La notation souveraine d’un pays est une évaluation de sa capacité à rembourser sa dette publique, attribuée par des agences de notation comme Moody’s, Standard & Poor’s et Fitch Ratings qui se partagent l’essentiel du marché mondial. Cette note, généralement représentée par des lettres suivantes :

• AAA pour un risque très faible ;

• BBB pour une solvabilité moyenne ;

• D pour défaut de paiement).

L’évaluation est basée sur des indicateurs économiques, budgétaires et politiques. Une note élevée signale un faible risque pour les investisseurs, tandis qu’une note basse indique un risque plus élevé et peut entraîner des taux d’intérêt plus élevés pour les emprunts du pays. Chaque agence possède son système de notation, avec des échelons intermédiaires, les notes peuvent être ainsi accompagnées d’un « + » ou « – » ou encore d’un « 1 » ou « 2 ».

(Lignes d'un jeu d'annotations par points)

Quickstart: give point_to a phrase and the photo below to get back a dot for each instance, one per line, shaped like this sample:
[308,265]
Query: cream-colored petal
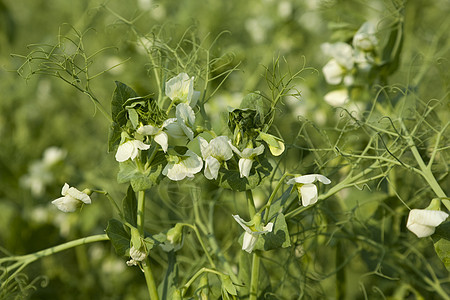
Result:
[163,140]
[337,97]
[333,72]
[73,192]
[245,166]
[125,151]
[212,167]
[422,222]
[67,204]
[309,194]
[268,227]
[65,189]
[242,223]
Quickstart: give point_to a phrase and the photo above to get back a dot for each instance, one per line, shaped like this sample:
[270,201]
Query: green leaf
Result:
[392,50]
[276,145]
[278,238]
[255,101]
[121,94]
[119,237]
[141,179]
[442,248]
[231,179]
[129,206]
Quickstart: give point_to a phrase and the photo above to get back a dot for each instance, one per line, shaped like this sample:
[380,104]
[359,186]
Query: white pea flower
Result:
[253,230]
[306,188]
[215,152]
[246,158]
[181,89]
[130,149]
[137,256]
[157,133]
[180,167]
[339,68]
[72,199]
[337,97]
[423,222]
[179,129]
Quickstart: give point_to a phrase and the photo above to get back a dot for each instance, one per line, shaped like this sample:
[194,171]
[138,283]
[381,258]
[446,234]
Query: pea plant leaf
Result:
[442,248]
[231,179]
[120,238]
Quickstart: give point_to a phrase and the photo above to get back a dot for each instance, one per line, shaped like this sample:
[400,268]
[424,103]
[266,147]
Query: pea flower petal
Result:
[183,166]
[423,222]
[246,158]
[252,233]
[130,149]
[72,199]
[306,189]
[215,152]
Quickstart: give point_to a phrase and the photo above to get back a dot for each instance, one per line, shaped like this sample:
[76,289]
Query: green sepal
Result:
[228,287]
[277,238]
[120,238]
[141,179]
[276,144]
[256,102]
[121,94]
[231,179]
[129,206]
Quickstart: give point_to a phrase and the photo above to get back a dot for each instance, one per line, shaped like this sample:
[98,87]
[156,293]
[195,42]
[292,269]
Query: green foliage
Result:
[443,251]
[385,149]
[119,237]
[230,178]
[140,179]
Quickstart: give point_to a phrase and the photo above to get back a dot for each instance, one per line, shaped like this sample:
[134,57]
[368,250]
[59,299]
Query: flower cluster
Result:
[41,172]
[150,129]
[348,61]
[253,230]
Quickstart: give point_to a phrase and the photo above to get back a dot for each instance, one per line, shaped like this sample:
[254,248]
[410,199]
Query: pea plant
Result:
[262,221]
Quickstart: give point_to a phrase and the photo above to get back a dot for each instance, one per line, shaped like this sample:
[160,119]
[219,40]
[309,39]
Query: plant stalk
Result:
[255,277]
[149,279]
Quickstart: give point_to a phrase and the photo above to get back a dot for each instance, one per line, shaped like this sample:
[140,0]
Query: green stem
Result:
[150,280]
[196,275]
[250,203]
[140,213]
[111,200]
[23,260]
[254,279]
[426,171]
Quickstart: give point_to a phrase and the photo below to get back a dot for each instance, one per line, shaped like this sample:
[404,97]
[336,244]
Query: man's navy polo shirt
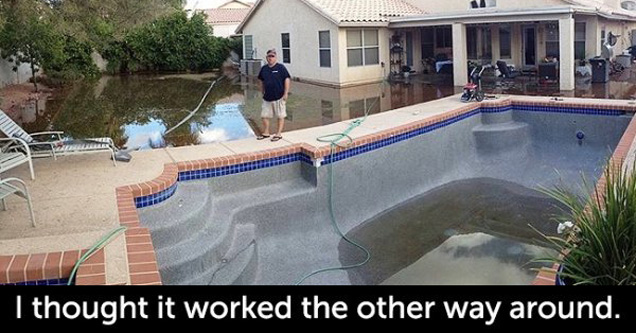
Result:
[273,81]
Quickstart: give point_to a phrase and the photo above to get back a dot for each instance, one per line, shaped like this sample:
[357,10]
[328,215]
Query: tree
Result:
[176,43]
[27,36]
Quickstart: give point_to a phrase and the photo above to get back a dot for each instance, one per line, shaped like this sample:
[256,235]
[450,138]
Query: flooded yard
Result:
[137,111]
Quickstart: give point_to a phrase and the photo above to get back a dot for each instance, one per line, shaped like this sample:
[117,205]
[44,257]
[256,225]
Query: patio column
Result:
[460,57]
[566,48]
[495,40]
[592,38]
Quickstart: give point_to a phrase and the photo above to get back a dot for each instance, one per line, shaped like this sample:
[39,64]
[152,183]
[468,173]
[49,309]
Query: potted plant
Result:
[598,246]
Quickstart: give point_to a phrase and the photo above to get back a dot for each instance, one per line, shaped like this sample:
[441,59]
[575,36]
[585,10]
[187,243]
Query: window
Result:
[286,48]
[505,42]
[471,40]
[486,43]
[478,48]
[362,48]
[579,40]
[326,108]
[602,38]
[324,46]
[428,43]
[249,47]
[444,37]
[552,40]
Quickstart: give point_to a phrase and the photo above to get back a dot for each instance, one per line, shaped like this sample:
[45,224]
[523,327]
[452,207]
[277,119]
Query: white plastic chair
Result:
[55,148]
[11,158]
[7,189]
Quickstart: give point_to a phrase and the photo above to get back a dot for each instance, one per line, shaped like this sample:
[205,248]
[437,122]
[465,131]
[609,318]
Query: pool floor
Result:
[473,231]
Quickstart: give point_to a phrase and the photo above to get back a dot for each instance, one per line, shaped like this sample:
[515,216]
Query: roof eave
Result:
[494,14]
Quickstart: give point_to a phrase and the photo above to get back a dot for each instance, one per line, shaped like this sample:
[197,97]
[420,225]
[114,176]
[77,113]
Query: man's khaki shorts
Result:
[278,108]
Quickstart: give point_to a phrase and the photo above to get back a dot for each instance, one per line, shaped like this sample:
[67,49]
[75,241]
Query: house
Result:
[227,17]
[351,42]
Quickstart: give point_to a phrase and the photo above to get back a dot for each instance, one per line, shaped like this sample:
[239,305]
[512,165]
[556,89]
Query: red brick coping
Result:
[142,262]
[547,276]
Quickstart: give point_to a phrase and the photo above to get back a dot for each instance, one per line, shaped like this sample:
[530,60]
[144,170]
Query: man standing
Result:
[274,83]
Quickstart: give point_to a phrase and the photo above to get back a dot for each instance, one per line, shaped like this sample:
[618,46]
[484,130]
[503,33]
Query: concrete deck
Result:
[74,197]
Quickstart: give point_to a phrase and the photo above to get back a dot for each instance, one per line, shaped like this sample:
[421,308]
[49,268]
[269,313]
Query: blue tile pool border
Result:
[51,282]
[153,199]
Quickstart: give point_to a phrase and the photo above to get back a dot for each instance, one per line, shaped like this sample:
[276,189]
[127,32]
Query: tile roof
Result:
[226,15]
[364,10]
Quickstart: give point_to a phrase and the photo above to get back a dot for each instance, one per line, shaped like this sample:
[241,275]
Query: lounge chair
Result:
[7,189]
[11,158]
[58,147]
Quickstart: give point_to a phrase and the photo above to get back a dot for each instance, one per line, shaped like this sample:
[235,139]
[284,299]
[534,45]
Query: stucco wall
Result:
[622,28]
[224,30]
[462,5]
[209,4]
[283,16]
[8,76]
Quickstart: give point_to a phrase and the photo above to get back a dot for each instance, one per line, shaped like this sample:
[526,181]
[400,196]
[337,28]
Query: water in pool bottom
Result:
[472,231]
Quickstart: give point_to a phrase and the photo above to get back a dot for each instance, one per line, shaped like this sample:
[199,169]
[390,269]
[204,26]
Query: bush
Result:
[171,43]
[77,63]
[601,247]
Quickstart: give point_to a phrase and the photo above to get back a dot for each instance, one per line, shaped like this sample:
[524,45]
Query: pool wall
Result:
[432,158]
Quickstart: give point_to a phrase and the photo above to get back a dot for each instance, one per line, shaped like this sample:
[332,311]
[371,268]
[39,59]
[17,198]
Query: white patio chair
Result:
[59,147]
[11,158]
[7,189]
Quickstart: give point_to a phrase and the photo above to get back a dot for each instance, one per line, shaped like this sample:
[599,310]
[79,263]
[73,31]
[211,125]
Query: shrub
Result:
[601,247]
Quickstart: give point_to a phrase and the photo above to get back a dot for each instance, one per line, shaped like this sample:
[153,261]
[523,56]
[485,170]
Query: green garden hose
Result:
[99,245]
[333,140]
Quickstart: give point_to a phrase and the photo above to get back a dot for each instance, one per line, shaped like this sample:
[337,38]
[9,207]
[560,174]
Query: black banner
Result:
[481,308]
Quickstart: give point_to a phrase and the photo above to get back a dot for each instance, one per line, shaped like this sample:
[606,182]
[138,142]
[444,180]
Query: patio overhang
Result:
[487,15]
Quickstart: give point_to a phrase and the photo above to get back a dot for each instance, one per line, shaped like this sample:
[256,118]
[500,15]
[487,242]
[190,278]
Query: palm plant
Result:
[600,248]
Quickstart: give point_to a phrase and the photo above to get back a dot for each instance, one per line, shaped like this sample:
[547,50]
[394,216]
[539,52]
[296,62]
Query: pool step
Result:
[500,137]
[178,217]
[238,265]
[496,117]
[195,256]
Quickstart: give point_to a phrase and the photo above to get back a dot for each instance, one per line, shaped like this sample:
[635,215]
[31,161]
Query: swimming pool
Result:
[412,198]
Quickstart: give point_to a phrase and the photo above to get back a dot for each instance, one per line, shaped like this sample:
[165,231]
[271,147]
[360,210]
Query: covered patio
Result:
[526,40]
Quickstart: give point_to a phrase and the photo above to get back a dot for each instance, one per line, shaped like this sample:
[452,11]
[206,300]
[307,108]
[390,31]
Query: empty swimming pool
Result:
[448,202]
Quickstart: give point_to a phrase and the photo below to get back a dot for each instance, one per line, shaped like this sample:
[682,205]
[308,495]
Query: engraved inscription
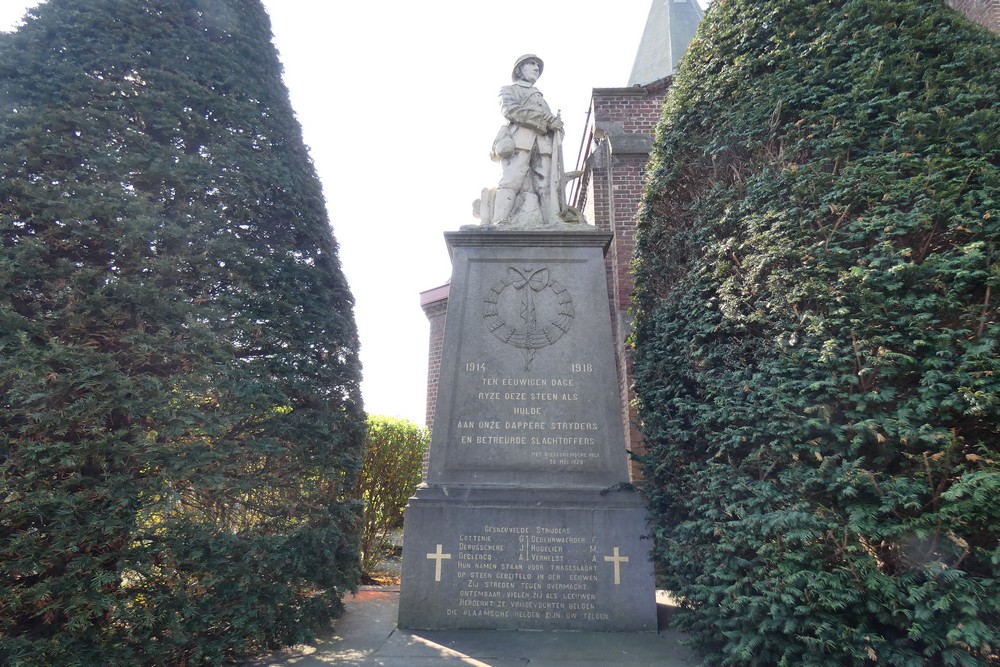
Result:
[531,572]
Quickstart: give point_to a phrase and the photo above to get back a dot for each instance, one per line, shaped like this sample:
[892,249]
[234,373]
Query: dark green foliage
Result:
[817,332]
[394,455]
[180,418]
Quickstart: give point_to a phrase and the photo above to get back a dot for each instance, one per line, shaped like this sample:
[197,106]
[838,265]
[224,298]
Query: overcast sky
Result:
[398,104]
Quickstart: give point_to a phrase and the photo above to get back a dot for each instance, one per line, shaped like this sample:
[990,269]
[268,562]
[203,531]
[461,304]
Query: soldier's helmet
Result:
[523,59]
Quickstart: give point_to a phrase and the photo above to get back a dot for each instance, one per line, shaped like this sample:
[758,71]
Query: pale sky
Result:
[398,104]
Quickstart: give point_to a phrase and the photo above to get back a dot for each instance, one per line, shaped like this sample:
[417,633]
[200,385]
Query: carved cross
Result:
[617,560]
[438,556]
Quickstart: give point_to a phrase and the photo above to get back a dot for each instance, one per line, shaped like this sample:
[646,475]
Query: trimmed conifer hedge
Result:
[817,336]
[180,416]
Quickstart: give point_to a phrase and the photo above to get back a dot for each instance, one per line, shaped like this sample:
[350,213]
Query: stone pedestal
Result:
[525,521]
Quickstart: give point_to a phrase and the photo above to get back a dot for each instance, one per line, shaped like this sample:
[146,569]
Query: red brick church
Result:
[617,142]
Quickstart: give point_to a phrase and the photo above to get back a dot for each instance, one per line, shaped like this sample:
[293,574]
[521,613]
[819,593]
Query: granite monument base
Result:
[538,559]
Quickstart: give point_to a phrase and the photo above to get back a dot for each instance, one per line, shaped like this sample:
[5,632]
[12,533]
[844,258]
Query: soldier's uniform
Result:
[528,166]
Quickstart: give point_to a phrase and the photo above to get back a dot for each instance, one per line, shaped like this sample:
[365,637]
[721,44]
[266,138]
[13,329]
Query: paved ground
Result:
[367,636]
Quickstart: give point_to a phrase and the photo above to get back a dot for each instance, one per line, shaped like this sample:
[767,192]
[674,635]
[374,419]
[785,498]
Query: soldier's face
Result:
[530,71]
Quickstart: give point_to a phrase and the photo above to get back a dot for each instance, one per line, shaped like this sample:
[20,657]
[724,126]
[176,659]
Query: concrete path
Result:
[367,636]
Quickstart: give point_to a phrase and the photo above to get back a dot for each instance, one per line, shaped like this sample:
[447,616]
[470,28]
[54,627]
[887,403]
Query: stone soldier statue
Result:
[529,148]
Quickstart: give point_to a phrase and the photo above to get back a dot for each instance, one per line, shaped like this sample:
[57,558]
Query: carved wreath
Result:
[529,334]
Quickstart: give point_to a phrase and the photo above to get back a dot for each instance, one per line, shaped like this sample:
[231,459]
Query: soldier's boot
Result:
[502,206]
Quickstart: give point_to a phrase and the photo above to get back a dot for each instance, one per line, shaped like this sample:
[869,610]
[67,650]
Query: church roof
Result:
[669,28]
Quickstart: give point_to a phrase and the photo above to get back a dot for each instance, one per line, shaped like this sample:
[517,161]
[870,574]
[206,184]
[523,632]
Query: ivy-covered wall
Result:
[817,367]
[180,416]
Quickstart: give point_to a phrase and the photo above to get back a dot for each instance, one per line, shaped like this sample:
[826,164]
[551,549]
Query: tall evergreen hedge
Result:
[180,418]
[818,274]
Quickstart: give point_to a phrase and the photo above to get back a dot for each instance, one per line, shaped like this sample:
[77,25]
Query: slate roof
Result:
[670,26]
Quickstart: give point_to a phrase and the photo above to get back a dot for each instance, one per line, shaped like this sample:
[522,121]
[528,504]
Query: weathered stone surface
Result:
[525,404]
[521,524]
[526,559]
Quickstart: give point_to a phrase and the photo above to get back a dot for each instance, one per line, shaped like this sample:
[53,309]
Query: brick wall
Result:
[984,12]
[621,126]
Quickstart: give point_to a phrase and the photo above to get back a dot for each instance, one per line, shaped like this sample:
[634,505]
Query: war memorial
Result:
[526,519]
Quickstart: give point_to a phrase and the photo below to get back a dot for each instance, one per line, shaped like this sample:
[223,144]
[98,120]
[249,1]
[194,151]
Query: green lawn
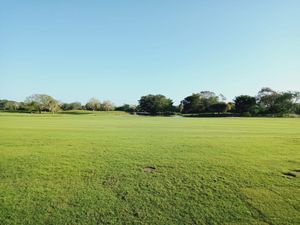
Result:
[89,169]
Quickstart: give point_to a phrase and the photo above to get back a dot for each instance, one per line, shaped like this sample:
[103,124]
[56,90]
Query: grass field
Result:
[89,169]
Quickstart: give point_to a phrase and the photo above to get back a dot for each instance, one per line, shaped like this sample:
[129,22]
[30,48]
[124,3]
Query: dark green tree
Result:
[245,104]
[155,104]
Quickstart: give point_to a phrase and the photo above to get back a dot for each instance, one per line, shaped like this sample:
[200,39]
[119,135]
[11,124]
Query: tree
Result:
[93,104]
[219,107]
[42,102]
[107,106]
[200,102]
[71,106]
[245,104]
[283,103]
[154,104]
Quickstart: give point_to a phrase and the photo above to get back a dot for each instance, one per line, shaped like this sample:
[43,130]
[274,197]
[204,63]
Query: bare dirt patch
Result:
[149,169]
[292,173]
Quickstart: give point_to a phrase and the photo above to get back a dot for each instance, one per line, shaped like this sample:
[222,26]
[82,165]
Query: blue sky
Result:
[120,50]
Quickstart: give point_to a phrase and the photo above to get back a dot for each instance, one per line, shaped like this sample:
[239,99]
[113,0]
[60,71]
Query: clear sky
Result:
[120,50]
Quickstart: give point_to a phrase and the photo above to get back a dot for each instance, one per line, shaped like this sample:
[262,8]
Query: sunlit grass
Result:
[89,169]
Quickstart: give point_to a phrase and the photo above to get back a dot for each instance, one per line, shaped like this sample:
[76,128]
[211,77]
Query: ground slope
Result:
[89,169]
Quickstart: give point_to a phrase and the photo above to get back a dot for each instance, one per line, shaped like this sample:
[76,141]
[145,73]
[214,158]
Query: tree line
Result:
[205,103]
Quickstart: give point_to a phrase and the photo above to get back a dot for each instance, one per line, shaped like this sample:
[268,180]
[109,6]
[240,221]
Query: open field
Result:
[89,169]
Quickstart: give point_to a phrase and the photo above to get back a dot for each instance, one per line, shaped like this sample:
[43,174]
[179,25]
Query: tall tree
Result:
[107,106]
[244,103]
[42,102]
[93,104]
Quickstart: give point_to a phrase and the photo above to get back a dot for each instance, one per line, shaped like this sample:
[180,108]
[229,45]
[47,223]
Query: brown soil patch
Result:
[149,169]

* Défi 1
Recopiez un passage du texte sur la notation des pays : commencez aux mots « La notation souveraine » et arrêtez-vous après « défaut de paiement). ».
* Défi 2
Prolongez le texte sur la notation des pays en reprenant juste après sa dernière phrase.

* Réponse écrite 1
La notation souveraine d’un pays est une évaluation de sa capacité à rembourser sa dette publique, attribuée par des agences de notation comme Moody’s, Standard & Poor’s et Fitch Ratings qui se partagent l’essentiel du marché mondial. Cette note, généralement représentée par des lettres suivantes :

• AAA pour un risque très faible ;

• BBB pour une solvabilité moyenne ;

• D pour défaut de paiement).

* Réponse écrite 2
En d’autres termes, le rôle des agences de notation est de mesurer le risque de non-remboursement des dettes que présente l’emprunteur. Pour cela, elles construisent des scénarios financiers prévisionnels et évaluent la probabilité que chacun de ces scénarios se réalise à partir de l’examen de la structure future des coûts et des revenus de l’emprunteur. L’analyse du risque est ainsi déléguée à moindre coût à quelques acteurs spécialisés dans cette activité.

Depuis quelques années, le cadre macroéconomique de la Guinée a connu une embellie substantielle et remarquable dont le point d’orgue est le lancement du méga projet minier Simandou. Ces performances économiques viennent d’être reconnues par la très crédible agence de notation américaine Standard & Poor’s qui a attribué à notre pays, une notation inaugurale « B+ avec perspective stable », gage d’une solvabilité moyenne pour notre pays alors qu’une masse critique des pays d’Afrique subsaharien affichent une note allant de « C » (risque important d’insolvabilité), à « D » (situation de cessation de paiement).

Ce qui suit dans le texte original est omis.